Aux termes de l’article 179quater al. 1 CP, se rend coupable de violation du domaine secret ou du domaine privé au moyen d’un appareil de prises de vues celui qui, sans le consentement de la personne intéressée, observe avec un appareil de prise de vues ou fixe sur un porteur d’images un fait qui relève du domaine secret de cette personne ou un fait ne pouvant être perçu sans autre par chacun et qui relève du domaine privé de celle-ci.
Le caractère répréhensible de l’acte réprimé par l’article 179quater al. 1 CP consiste dans l’absence de consentement de la part des personnes qui sont, dans des faits relevant du domaine secret ou du domaine privé, observées à l’aide d’un appareil de prise de vues ou dont l’image est fixée sur un support (arrêt du TF du 16.02.2018 [6B_630/2017] cons. 1.2.1).
La réalisation de l’infraction présuppose la réunion de plusieurs éléments constitutifs objectifs, soit l’existence d’un fait du domaine secret ou du domaine privé, l’observation avec un appareil de prise de vues ou la prise de vue et l’absence de consentement du destinataire.

> **Consignes**
1 > Énumérez tous les éléments constitutifs objectifs de l'infraction que cite l'extrait sur l'article 179quater CP.
2 > D'après l'extrait sur l'article 179quater CP, en quoi consiste le caractère répréhensible de l'acte réprimé par l'alinéa 1 ?

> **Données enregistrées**
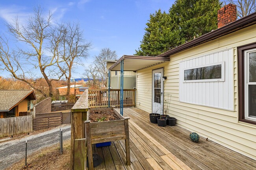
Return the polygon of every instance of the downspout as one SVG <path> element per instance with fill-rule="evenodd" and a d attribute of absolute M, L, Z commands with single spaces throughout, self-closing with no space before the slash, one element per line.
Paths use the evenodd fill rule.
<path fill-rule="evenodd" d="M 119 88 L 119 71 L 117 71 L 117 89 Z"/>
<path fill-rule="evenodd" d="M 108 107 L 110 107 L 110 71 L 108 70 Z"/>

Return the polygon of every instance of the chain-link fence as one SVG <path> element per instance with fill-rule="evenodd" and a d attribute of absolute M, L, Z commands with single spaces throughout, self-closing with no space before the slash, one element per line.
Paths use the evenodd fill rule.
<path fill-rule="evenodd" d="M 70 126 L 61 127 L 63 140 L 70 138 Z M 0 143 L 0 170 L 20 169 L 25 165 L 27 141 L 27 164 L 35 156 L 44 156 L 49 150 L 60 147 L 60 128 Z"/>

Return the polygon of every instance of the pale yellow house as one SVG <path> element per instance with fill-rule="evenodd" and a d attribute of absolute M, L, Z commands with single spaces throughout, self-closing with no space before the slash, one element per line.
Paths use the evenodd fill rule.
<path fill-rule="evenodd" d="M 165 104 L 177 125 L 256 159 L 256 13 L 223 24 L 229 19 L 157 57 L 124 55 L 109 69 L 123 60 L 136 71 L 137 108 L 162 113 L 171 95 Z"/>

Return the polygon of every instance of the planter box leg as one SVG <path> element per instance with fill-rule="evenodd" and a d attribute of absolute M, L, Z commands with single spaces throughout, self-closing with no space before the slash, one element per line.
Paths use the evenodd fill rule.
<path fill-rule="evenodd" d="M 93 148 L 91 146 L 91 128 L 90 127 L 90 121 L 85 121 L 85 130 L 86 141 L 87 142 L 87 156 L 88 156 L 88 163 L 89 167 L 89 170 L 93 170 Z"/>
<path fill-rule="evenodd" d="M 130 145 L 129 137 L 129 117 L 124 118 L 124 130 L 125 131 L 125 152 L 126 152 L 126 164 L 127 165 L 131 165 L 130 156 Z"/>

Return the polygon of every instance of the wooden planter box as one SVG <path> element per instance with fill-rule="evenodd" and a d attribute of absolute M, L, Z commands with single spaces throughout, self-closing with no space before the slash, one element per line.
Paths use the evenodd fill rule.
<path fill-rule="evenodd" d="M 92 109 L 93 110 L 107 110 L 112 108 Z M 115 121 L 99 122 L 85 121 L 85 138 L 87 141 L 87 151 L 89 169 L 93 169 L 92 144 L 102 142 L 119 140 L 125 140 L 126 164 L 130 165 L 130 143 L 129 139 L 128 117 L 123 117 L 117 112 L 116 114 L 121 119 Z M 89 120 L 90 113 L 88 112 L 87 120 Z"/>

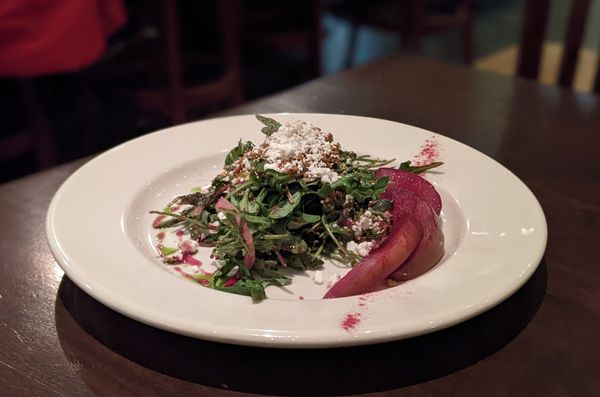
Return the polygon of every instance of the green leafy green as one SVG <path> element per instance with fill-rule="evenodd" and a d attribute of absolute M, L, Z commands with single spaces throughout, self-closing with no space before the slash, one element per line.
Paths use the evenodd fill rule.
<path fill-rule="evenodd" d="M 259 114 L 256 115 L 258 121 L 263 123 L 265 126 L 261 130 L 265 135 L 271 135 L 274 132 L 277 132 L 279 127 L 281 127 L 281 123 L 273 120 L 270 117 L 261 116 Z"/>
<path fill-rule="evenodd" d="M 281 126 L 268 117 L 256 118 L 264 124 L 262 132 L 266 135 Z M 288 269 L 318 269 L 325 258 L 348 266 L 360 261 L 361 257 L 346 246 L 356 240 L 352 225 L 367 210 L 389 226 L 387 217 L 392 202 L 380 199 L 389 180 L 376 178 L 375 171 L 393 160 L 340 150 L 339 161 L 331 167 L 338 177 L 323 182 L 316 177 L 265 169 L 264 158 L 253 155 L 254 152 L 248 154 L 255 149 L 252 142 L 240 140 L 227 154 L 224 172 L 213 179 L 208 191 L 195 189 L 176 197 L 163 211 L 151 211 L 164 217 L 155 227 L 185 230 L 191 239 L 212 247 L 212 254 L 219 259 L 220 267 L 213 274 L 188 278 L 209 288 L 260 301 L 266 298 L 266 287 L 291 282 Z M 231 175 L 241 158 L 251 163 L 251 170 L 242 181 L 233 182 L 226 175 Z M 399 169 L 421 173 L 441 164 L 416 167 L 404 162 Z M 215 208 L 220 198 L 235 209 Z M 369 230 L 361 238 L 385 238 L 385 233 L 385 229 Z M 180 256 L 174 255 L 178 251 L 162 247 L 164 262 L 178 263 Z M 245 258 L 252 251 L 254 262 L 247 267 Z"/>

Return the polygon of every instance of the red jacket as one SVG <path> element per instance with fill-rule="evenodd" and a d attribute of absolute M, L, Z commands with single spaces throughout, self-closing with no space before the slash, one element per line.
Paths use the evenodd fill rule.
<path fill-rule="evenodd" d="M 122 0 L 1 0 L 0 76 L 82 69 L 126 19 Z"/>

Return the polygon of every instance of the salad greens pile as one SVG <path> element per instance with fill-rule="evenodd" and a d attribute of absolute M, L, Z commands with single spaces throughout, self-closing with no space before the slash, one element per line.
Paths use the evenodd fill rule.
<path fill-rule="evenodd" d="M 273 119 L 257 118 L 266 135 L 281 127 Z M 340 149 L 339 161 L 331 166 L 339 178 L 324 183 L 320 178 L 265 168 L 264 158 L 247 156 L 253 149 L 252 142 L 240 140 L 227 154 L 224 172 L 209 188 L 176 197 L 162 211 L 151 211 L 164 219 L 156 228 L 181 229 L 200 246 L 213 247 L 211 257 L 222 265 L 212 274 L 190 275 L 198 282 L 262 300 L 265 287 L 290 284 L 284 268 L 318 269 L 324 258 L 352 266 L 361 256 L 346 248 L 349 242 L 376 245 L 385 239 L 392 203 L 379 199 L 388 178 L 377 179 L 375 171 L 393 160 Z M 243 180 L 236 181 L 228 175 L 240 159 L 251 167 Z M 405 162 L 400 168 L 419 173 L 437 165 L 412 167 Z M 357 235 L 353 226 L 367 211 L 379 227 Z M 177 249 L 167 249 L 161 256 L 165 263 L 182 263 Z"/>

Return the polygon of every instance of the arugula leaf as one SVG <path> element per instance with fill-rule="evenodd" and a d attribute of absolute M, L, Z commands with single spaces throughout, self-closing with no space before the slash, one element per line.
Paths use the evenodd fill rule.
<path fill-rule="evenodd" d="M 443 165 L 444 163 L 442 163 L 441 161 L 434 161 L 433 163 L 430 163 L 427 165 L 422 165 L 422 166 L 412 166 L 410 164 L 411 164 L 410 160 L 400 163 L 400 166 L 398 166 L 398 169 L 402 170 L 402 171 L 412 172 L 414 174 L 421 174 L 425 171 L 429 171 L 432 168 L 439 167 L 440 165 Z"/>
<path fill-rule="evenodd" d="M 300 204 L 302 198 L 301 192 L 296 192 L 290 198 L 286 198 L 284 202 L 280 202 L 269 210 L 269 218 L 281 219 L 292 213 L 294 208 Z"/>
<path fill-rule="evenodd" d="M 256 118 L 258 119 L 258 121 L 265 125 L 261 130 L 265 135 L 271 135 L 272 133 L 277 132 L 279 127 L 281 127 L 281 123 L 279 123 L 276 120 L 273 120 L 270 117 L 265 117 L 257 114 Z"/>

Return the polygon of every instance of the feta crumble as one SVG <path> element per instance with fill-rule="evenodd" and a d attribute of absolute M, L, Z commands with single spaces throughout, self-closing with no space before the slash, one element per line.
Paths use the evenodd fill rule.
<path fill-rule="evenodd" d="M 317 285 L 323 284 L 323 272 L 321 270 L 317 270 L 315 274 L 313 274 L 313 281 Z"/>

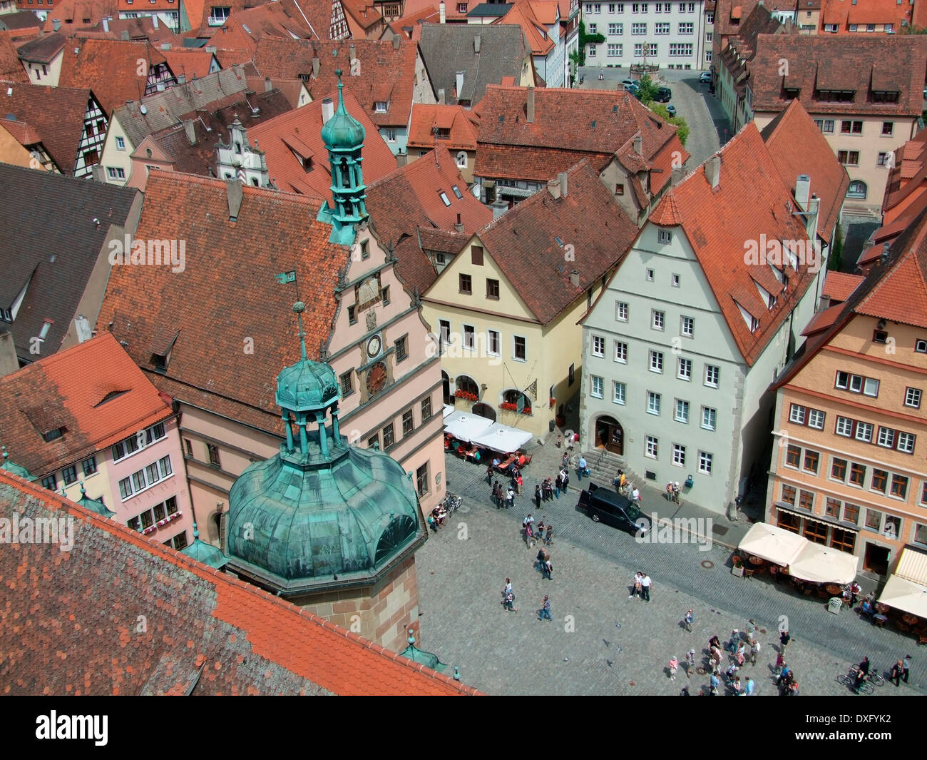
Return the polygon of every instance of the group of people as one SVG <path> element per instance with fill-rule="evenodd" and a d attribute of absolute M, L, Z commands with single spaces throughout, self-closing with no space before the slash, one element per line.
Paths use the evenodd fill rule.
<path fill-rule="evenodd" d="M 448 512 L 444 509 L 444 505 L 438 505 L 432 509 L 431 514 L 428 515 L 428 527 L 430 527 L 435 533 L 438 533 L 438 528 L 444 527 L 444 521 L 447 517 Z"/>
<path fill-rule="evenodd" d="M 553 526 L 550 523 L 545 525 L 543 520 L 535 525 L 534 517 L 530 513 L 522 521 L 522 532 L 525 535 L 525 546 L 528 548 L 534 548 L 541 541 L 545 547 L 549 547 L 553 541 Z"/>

> **Résultats obtenus**
1 >
- l'existence d'un fait du domaine secret ou du domaine privé
- l'observation avec un appareil de prise de vues ou la prise de vue
- l'absence de consentement du destinataire

2 > Il consiste dans l'absence de consentement des personnes observées à l'aide d'un appareil de prise de vues, ou dont l'image est fixée sur un support, dans des faits relevant du domaine secret ou du domaine privé.